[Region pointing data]
BEGIN
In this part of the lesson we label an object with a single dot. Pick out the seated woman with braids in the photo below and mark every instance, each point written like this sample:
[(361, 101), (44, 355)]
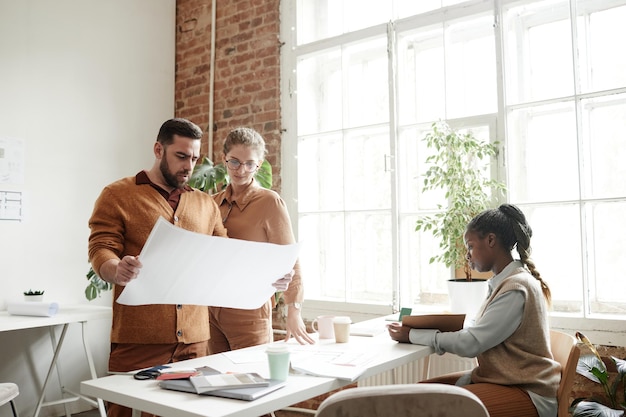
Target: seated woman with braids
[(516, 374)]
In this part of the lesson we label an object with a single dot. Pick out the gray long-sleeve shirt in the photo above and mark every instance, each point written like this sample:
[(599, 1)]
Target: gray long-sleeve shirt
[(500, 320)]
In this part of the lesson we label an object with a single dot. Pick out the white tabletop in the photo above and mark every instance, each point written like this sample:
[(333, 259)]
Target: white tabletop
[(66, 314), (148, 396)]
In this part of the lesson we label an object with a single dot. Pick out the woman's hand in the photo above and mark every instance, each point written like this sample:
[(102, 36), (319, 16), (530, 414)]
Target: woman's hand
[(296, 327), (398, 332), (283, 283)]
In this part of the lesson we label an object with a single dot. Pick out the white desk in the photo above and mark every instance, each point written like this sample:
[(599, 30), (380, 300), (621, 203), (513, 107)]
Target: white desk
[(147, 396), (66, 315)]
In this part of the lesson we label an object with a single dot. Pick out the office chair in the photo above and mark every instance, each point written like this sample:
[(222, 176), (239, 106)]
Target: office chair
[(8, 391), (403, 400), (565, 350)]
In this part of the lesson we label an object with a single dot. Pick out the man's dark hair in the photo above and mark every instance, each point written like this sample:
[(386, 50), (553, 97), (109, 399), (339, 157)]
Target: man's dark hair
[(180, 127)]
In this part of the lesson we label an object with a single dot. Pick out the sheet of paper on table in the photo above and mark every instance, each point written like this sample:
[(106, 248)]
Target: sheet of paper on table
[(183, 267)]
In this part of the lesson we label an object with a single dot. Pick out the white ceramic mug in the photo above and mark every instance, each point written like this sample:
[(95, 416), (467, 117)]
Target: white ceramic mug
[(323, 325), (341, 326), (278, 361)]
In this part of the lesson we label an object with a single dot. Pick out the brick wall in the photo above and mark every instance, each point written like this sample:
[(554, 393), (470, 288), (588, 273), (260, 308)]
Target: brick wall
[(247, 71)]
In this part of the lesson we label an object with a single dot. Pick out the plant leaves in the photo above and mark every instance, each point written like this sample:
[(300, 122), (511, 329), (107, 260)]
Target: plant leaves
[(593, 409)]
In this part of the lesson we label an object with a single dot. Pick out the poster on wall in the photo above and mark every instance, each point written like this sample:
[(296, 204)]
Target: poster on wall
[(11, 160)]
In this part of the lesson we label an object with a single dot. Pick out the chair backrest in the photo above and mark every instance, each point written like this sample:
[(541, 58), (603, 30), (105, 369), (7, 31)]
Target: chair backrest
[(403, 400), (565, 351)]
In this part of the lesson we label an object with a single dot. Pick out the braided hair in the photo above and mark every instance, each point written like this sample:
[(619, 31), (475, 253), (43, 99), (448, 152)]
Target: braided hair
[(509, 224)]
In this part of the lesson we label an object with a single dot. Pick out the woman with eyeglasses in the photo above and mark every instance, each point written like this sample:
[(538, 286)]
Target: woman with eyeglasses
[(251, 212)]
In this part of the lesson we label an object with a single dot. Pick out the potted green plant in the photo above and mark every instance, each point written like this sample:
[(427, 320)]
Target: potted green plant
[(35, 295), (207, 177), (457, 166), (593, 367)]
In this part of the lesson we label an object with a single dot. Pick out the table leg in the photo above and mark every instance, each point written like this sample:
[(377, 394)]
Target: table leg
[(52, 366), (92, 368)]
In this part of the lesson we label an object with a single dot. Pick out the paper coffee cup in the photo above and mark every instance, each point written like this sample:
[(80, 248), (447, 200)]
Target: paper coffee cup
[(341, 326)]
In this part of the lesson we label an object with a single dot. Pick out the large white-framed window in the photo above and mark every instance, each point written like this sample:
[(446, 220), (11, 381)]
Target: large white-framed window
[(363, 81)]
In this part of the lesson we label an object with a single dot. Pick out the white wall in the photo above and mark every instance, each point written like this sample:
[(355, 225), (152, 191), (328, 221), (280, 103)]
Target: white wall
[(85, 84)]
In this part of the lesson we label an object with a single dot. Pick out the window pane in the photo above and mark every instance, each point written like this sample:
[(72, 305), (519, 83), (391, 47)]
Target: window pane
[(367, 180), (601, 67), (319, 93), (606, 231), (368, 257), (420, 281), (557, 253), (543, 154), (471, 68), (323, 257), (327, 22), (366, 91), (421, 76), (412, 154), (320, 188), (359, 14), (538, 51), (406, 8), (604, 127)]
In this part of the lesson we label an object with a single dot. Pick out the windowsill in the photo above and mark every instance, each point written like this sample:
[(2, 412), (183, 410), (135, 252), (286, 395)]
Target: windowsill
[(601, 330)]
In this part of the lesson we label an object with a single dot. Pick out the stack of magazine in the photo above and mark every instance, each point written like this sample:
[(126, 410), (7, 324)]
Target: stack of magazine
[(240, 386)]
END
BEGIN
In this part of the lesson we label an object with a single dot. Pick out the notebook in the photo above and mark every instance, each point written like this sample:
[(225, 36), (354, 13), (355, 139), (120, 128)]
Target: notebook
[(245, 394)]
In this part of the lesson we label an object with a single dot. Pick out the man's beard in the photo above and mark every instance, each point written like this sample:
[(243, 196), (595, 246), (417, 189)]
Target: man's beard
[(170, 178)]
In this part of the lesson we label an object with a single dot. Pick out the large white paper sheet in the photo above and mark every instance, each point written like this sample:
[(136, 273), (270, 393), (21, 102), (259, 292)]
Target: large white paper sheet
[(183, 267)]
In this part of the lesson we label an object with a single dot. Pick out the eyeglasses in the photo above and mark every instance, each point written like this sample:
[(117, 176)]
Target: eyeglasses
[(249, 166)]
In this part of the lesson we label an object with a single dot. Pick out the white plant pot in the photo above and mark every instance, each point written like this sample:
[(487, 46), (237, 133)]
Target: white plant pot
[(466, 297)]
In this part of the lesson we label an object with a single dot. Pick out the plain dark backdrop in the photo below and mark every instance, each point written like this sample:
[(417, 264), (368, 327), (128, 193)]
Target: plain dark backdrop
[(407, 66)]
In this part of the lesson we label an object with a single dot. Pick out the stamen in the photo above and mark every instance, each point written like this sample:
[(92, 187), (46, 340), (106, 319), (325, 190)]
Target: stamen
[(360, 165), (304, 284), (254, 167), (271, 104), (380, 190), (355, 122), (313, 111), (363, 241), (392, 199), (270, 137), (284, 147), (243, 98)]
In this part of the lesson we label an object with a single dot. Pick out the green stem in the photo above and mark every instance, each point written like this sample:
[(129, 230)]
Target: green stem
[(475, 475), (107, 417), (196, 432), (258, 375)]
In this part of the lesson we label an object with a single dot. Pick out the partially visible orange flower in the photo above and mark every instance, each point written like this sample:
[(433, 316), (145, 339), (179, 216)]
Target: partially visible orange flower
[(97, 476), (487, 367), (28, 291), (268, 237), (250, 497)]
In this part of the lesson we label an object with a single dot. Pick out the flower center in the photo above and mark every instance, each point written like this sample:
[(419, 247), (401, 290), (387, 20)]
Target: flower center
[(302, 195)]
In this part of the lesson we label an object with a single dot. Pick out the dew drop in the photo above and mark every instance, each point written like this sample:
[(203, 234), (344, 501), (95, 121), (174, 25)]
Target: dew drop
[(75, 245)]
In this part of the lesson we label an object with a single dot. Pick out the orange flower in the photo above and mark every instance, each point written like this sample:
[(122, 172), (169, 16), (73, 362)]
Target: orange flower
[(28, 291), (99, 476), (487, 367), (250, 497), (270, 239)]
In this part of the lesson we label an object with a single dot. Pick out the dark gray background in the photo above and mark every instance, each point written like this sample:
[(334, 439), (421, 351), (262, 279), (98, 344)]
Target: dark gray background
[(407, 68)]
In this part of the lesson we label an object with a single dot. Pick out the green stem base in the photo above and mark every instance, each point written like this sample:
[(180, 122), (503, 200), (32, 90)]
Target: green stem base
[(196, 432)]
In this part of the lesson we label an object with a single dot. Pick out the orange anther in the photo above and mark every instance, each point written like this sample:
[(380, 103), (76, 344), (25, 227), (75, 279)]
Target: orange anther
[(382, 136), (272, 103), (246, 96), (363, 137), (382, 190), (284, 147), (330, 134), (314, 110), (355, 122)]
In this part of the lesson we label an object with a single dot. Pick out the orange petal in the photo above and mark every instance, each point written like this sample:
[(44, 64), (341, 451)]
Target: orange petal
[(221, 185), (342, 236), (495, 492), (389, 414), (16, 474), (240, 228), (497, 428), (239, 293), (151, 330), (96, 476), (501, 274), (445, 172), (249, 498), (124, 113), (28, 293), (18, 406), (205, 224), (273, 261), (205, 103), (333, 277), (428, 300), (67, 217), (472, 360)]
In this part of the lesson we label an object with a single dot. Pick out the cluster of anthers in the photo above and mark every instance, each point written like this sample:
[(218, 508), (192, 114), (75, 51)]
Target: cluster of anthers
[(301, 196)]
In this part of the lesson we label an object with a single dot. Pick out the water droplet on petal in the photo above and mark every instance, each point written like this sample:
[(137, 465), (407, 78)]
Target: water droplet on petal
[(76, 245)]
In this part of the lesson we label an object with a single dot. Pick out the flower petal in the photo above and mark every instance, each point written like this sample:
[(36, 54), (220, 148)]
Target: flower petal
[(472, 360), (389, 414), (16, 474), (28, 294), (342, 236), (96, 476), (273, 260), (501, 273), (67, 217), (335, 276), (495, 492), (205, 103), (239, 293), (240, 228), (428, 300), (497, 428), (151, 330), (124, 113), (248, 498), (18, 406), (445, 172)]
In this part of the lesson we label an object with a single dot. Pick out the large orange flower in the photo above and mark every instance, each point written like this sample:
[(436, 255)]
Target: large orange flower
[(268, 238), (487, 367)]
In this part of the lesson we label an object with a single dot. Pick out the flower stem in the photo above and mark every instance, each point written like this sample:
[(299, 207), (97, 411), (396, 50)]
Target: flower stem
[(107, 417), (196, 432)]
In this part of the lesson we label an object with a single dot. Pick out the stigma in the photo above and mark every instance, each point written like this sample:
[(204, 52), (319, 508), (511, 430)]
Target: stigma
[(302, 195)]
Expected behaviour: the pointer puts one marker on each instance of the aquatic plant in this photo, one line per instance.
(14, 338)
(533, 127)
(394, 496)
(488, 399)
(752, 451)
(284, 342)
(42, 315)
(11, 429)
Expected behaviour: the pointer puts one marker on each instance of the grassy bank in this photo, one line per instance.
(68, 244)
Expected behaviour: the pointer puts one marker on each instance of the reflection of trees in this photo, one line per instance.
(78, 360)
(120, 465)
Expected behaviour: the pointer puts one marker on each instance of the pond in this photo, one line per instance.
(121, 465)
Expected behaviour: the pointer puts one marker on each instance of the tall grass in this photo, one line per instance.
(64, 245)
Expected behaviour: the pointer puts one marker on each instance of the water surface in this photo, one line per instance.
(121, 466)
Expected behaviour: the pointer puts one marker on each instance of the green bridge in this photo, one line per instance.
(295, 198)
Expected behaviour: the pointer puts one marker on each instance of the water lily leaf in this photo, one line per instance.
END
REQUIREMENT -
Above are the records; from them, give again exactly the lines from the one containing "Target: flower stem" to the one containing "leaf in this photo, one line per instance.", both lines included, and nothing more.

WRITTEN ANSWER -
Target: flower stem
[(107, 417), (196, 432)]
In this part of the lesson we label an object with a single dot. Pick out the stigma in the photo above and mark every instance, each point written like this sample:
[(204, 52), (319, 508), (511, 430)]
Target: stigma
[(302, 195)]
Expected behaviour: the pointer puts one marker on each instance of the aquatic plant in this photo, one line per instance.
(14, 338)
(533, 127)
(394, 496)
(488, 399)
(752, 451)
(284, 342)
(42, 315)
(11, 429)
Expected behaviour: the pointer puts one marker on each instance of the grassy bank in this photo, one line per instance.
(68, 244)
Expected behaviour: the pointer puts one marker on each instance of the reflection of trees in this photo, one line per instance.
(78, 360)
(120, 465)
Expected behaviour: the pointer puts one marker on each instance of the pond in this photo, one line per instance.
(121, 465)
Expected behaviour: the pointer puts one marker on each instance of the tall grass in this photo, one line per instance.
(64, 245)
Expected behaviour: the pointer puts one marker on each instance of the water surface in this photo, one line per instance.
(121, 466)
Expected behaviour: the pointer puts one marker on each instance of the green bridge in this photo, one line per instance.
(295, 198)
Expected behaviour: the pointer puts one marker on each instance of the water lily leaf in this photo, one line per instance.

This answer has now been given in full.